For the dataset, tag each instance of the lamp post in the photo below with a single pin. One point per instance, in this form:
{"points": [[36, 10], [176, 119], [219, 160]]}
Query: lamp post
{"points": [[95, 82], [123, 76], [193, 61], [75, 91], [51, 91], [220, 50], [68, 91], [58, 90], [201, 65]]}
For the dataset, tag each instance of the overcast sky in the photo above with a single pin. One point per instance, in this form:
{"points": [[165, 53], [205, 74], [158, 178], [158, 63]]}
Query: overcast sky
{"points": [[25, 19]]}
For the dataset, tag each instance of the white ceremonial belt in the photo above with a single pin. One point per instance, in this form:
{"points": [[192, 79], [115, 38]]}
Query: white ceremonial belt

-------------------------

◆ **Task statement**
Copy the listing in full, and keep every word exactly as it is.

◆ **Answer box**
For the dataset, tag each instance of the lamp post in the photo below with a single pin. One point per instance, in this form:
{"points": [[36, 10], [176, 119], [219, 160]]}
Query: lamp post
{"points": [[95, 82], [123, 76], [193, 61], [75, 91], [51, 91], [220, 50], [68, 91], [58, 90], [201, 65]]}
For the dataset, tag each instance of the overcast sky in the photo above with a single pin. One point per instance, in this form:
{"points": [[165, 53], [205, 74], [158, 178], [158, 63]]}
Query: overcast sky
{"points": [[25, 19]]}
For the dataset, tag each instance of the white ceremonial belt in the photo above with a single pin. One point per instance, in this form:
{"points": [[192, 79], [115, 38]]}
Query: white ceremonial belt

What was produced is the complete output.